--- ESTRATTO ---
Al di là di queste futili "accuse", da qualche settimana Reitman è ufficialmente il regista designato a raccogliere l'eredità di papà Ivan, che diresse i primi due cult e che ha commentato così, qualche tempo fa, l'ufficialità di suo figlio come regista del terzo capitolo: "Ha lavorato duramente per essere un regista indipendente e ha intrapreso una splendida carriera".
Ed è proprio così. Perché Jason Reitman dalla metà degli anni 2000 ha costruito un solido percorso, plasmando da un film all'altro un'identità ben precisa, sfruttando un tipo di cinema indipendente capace di mantenere comunque un'aura commerciale in grado di raggiungere un vasto pubblico.
Ultimo lavoro di questo filone è The Front Runner - Il vizio del potere, la storia del politico americano Gary Hart - impegnativa e del tutto riuscita prova per Hugh Jackman - costretto a fare i conti con le speculazioni sulla sua vita privata che hanno minacciato la sua corsa alle presidenziali. Un cinema differente da quello a cui Jason Reitman ci ha abituati ma equilibrato e scrupoloso, che ci permette di approfondire la carriera del prossimo regista di Ghostbusters III.

Debutto al tabacco

Cresciuto a pane e pellicola, Jason Reitman inizia a fare capolino inizialmente come baby attore, in brevissime apparizioni. Molti di voi ricorderanno il pestifero ragazzino che all'inizio di Ghostbusters II ‘offende' Ray (Dan Aykroyd) nel corso di una festa per bambini. Pochi però sanno che si tratta proprio del piccolo Jason, che sotto la supervisione del padre Ivan prende i primi contatti con quel mondo che diventerà anche il suo, seppur dietro la macchina da presa.
Tuttavia passeranno sedici anni prima che Reitman Jr. battezzi il suo esordio da regista: nel 2005, a soli 28 anni, Jason Reitman gira il suo primo film dal romanzo di Christopher Buckley, Thank You for Smoking.
Un esordio grintoso e originale, che rifugge il politically correct ed entra a gamba tesa sul potere delle lobby e delle multinazionali del tabacco. L'originalità risiede soprattutto nello sguardo che Reitman propone allo spettatore: quello del lobbista Nick Naylor (Aaron Eckhart), simbolo di una società senza alcun senso della morale e dell'etica, che vive nel nome del Dio denaro a discapito della vita delle persone. Naylor è soltanto il primo di una serie di personaggi che ritorneranno in altre occasioni nella filmografia di Jason Reitman.

--- MATERIALE FORNITO ---

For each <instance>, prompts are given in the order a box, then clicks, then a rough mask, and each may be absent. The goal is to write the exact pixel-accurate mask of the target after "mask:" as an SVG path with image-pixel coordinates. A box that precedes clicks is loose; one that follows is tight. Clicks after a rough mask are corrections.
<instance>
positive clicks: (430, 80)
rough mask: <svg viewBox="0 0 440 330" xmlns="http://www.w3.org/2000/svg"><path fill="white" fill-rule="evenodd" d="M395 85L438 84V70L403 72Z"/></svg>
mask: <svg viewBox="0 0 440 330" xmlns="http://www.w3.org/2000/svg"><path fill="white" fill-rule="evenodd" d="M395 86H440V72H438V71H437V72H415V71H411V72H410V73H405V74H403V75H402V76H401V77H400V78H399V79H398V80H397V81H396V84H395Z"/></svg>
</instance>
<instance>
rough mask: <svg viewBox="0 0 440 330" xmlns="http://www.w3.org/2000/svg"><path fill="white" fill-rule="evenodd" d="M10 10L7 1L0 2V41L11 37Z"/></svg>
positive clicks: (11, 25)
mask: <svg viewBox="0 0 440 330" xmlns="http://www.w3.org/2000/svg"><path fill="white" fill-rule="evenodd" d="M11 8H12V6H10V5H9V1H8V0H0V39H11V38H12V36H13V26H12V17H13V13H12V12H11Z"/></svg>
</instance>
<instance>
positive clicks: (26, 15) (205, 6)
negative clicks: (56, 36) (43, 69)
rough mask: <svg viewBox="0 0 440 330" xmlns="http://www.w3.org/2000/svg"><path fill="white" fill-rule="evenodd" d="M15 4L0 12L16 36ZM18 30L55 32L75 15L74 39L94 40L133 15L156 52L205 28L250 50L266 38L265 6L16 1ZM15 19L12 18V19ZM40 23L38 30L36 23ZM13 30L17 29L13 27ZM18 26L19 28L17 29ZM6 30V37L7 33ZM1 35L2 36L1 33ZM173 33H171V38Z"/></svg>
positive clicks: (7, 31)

--- COMPITI ED ESERCIZI ---
1. Puoi trascrivere senza alcuna modifica tutte le righe del materiale fornito, dalla prima all'ultima?
2. Come prosegue l'articolo su Jason Reitman? Scrivi la parte successiva, partendo subito dopo l'ultima frase riportata.

--- SOLUZIONI DEGLI ESERCIZI ---
1.
For each <instance>, prompts are given in the order a box, then clicks, then a rough mask, and each may be absent. The goal is to write the exact pixel-accurate mask of the target after "mask:" as an SVG path with image-pixel coordinates. A box that precedes clicks is loose; one that follows is tight. Clicks after a rough mask are corrections.
<instance>
positive clicks: (430, 80)
rough mask: <svg viewBox="0 0 440 330" xmlns="http://www.w3.org/2000/svg"><path fill="white" fill-rule="evenodd" d="M395 85L438 84V70L403 72Z"/></svg>
mask: <svg viewBox="0 0 440 330" xmlns="http://www.w3.org/2000/svg"><path fill="white" fill-rule="evenodd" d="M395 86H440V72H438V71H437V72H415V71H411V72H410V73H405V74H403V75H402V76H401V77H400V78H399V79H398V80H397V81H396V84H395Z"/></svg>
</instance>
<instance>
rough mask: <svg viewBox="0 0 440 330" xmlns="http://www.w3.org/2000/svg"><path fill="white" fill-rule="evenodd" d="M10 10L7 1L0 2V41L11 37Z"/></svg>
positive clicks: (11, 25)
mask: <svg viewBox="0 0 440 330" xmlns="http://www.w3.org/2000/svg"><path fill="white" fill-rule="evenodd" d="M11 8H12V6H10V5H9V1H8V0H0V39H11V38H12V36H13V26H12V17H13V13H12V12H11Z"/></svg>
</instance>
<instance>
positive clicks: (26, 15) (205, 6)
negative clicks: (56, 36) (43, 69)
rough mask: <svg viewBox="0 0 440 330" xmlns="http://www.w3.org/2000/svg"><path fill="white" fill-rule="evenodd" d="M15 4L0 12L16 36ZM18 30L55 32L75 15L74 39L94 40L133 15L156 52L205 28L250 50L266 38L265 6L16 1ZM15 19L12 18V19ZM40 23L38 30L36 23ZM13 30L17 29L13 27ZM18 26L19 28L17 29ZM6 30V37L7 33ZM1 35L2 36L1 33ZM173 33H171V38Z"/></svg>
positive clicks: (7, 31)

2.
Tra adolescenza e young adult

Il primo grande successo internazionale arriva due anni più tardi. Lasciando le redini del soggetto e della sceneggiatura all'astro nascente Diablo Cody, Jason Reitman permette che in Juno parli soprattutto la macchina da presa.
Giocando con un genere eclettico come la commedia agrodolce, la coppia Cody-Reitman mescola riflessioni profonde a una forma scanzonata e sarcastica propria del personaggio che domina la scena, interpretato dalla bravissima Ellen Page. Juno è una sedicenne che rimane incinta e che, tra alti e bassi, vive la gravidanza come un percorso di formazione sull'amore, il sesso e l'amicizia.
Quattro nomination agli Oscar e una statuetta per la miglior sceneggiatura originale lanciano la carriera di Diablo Cody e confermano il talento di Jason Reitman nello scovare storie apparentemente semplici ma ricche di argomentazioni. In questo caso un altro personaggio si ritrova a vivere un percorso complicato, nel quale conosce la solitudine e il bisogno di dover accelerare i tempi della propria crescita.
Una solitudine diversa è invece quella che vive Ryan Bingham. Con Tra le nuvole, Jason Reitman prosegue il suo percorso legato a personaggi in qualche modo isolati. Quello di Ryan Bingham è un isolamento coccolato, ricercato, amato. Difeso. George Clooney si cala in uno dei ruoli più convincenti e interessanti della sua carriera; costantemente in viaggio per lavoro, tra aeroporti e alberghi, carte fedeltà e miglia aeree da accumulare. Un uomo dedito costantemente al proprio lavoro. Un lavoro odioso, cinico e ridondante. Un meccanismo rodato nel quale s'inserisce la giovane e acerba Natalie (Anna Kendrick), convinta di poter togliere la polvere alla routine di Ryan per innovare e riequilibrare l'azienda.

Un film amaro che tratteggia personalità sole che si scontrano, dove l'affetto appare per brevi istanti e poi scompare e ti lascia lì, pronto a prendere nuovamente il volo. E poi Mavis. Il ritorno in coppia con Diablo Cody partorisce una storia che si concentra sul disagio di una ghostwriter per una collana di young adult - da qui il titolo del film - che ribalta tutto ciò che la penna di Cody e la regia di Reitman hanno affrontato nella precedente collaborazione.
Dall'adolescente costretta a vivere un presente da adulta alla donna matura che conduce una vita sregolata, anch'essa piena di solitudine condita dai fumi dell'alcol. Mavis Gary trova in Charlize Theron un'ottima interprete, capace di trasmettere il vuoto e il patetismo di una vita ferma ormai da qualche decennio. Juno, Ryan e Mavis. Tre espressioni dell'insolenza della vita, dove l'amore si palesa attraverso attimi, intensi e fugaci.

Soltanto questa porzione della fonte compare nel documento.